Collection entries:
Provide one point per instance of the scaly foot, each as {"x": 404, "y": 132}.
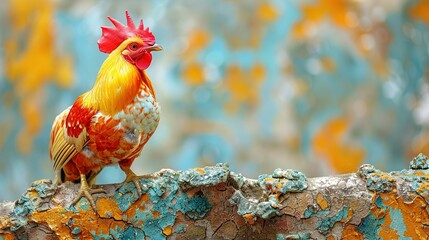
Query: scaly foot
{"x": 86, "y": 191}
{"x": 132, "y": 177}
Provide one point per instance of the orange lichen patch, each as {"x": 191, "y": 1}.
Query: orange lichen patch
{"x": 7, "y": 236}
{"x": 249, "y": 218}
{"x": 193, "y": 74}
{"x": 413, "y": 216}
{"x": 330, "y": 144}
{"x": 420, "y": 11}
{"x": 167, "y": 230}
{"x": 320, "y": 199}
{"x": 107, "y": 208}
{"x": 200, "y": 170}
{"x": 351, "y": 232}
{"x": 267, "y": 12}
{"x": 388, "y": 232}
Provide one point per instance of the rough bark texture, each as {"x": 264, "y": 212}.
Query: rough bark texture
{"x": 214, "y": 203}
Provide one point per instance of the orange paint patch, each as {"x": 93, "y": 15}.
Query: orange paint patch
{"x": 330, "y": 144}
{"x": 167, "y": 230}
{"x": 316, "y": 12}
{"x": 328, "y": 64}
{"x": 321, "y": 201}
{"x": 198, "y": 40}
{"x": 350, "y": 232}
{"x": 156, "y": 214}
{"x": 193, "y": 74}
{"x": 107, "y": 208}
{"x": 267, "y": 12}
{"x": 414, "y": 216}
{"x": 7, "y": 236}
{"x": 31, "y": 62}
{"x": 243, "y": 85}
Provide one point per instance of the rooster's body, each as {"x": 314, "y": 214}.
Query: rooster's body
{"x": 112, "y": 122}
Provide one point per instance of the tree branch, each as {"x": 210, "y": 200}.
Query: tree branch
{"x": 215, "y": 203}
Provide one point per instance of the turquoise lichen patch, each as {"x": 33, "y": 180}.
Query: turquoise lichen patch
{"x": 245, "y": 206}
{"x": 283, "y": 181}
{"x": 371, "y": 224}
{"x": 36, "y": 198}
{"x": 165, "y": 199}
{"x": 298, "y": 236}
{"x": 326, "y": 223}
{"x": 238, "y": 178}
{"x": 207, "y": 176}
{"x": 418, "y": 182}
{"x": 376, "y": 180}
{"x": 419, "y": 162}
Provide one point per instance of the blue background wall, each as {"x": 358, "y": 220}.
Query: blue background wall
{"x": 320, "y": 86}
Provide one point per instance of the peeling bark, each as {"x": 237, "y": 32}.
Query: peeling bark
{"x": 214, "y": 203}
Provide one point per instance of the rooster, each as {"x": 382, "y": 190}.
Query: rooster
{"x": 112, "y": 122}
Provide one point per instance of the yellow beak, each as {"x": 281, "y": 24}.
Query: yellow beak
{"x": 154, "y": 47}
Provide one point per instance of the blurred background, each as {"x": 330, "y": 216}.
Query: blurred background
{"x": 321, "y": 86}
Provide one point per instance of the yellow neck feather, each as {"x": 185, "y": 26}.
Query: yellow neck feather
{"x": 117, "y": 84}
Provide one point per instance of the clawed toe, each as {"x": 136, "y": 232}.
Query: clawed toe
{"x": 132, "y": 177}
{"x": 86, "y": 191}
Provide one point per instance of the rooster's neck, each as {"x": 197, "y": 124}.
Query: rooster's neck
{"x": 117, "y": 83}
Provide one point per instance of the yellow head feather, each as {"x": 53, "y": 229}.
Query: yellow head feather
{"x": 117, "y": 83}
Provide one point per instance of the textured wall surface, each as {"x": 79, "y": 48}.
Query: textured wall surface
{"x": 215, "y": 203}
{"x": 317, "y": 86}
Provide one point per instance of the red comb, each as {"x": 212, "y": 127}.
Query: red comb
{"x": 112, "y": 37}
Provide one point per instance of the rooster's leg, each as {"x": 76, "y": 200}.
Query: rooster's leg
{"x": 86, "y": 191}
{"x": 132, "y": 177}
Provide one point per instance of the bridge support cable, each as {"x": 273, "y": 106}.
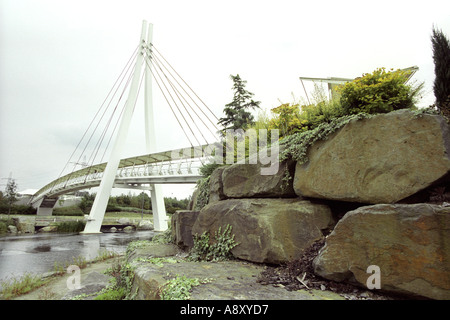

→ **Written problem**: Change "red comb" to "crimson comb" in the lines starting at the one that contains "Provide one point per instance of the yellow head" and ending at the last line, then give those lines back with nothing else altered. Leave the pictures out of the answer.

→ **Solution to this task**:
Provide one point per instance of the yellow head feather, each as {"x": 53, "y": 229}.
Query: yellow head feather
{"x": 117, "y": 83}
Provide one point per instance of the textured wall surface, each as {"x": 79, "y": 48}.
Query: textured wall surface
{"x": 215, "y": 203}
{"x": 317, "y": 86}
Provide one point per instance of the crimson comb, each as {"x": 212, "y": 127}.
Query: crimson comb
{"x": 112, "y": 37}
Provide one point per instance of the rooster's leg, each as {"x": 76, "y": 200}.
Query: rooster's leg
{"x": 86, "y": 191}
{"x": 132, "y": 177}
Provide one point per instance of the bridge support cable, each as {"x": 273, "y": 106}.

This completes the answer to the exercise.